EXTRACTED TEXT:

========================================================================

Inflation as an Arbitrary Concept - Part II

Thursday November 12, 2009

A continuation of Inflation as an Arbitrary Concept.

Peter G. Klein left a comment that indicates that Scott Sumner and I are not the only economists leery of the concept of inflation:

Mike, you and Scott have some distinguished predecessors. Gottfried Haberler made
the same argument in his 1927 book _The Mean of Index Numbers: An Inquiry in the
Concept of the Price Level and the Methods of Its Measurement_. E.g.: "The relative
position and change of different groups of prices are not revealed, but are hidden
and submerged in a general index. Not the movement of the general price level, but
the chronological succession of special price and price combinations ... are regarded
as significant for the waves of business life.... Such a general index rather conceals
and submerges than reveals and explains those price movements that characterize and
signify the movement of the cycle."

I have to admit, my knowledge of the history of thought in economics is quite limited, so I quite enjoyed learning this (it was new to me). I decided to do some additional research (a.k.a. a Google search), and found Gottfried Haberler: A Centenary Appreciation, a summary of the man's work. I found it quite enlightening.

I figure there have to be more economists to take this view - any other names to add to the list? I still suspect, though, that we are in the minority. Too many textbooks treat the concept of inflation as an objective concept that we try our best to estimate. It is not, because our basket of goods changes over time and any attempts to account for this are based on subjective 'judgment calls'.

Comments

November 12, 2009 at 2:28 pm
(1) Greg Ransom says:

Hayek showed that a “stable price level” (i.e. ‘no inflation’) was a mirage — a “stable price level” could contain within it an dis-equilibrium set of prices that must produce disequilibrium effects over time, unemployment, business failures, etc.

That said, try going to any high inflation country and tell them there is no such things as inflation.

As an empirical phenomena in a world, inflation is real.

It’s important to remind ourselves not to reify the mistakes of economists.

But it’s also important to get out of the ivory tower now and then.

========================================================================

STATED PROBLEM:
Answer these questions from the inflation post:
(a) In what year was Gottfried Haberler's book on index numbers published?
(b) What summary of Haberler's work did the author find through a Google search?
(c) In Greg Ransom's comment, who showed that a "stable price level" was a mirage?
The records that come next are separate material and are unrelated to the inflation post.

========================================================================

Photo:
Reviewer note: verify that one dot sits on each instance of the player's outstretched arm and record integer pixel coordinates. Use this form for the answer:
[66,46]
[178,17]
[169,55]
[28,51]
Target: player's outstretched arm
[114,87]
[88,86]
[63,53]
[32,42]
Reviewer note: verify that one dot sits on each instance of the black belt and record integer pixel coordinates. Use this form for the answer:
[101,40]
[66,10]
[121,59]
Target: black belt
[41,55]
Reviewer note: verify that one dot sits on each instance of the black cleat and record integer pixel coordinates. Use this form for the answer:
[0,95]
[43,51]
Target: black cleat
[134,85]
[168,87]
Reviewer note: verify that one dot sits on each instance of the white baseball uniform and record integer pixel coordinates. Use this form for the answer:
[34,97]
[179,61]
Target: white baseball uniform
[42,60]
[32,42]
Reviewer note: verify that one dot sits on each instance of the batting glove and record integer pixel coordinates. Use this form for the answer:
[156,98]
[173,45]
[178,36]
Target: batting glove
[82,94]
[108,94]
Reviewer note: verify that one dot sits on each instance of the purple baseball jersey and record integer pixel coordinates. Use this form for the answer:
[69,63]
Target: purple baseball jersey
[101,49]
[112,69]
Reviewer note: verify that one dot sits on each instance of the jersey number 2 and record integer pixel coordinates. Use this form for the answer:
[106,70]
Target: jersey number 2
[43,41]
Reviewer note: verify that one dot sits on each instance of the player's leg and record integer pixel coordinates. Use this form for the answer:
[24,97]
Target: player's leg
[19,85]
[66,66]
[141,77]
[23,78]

========================================================================

PROBLEM SOLUTION:
(a) 1927
(b) Gottfried Haberler: A Centenary Appreciation
(c) Hayek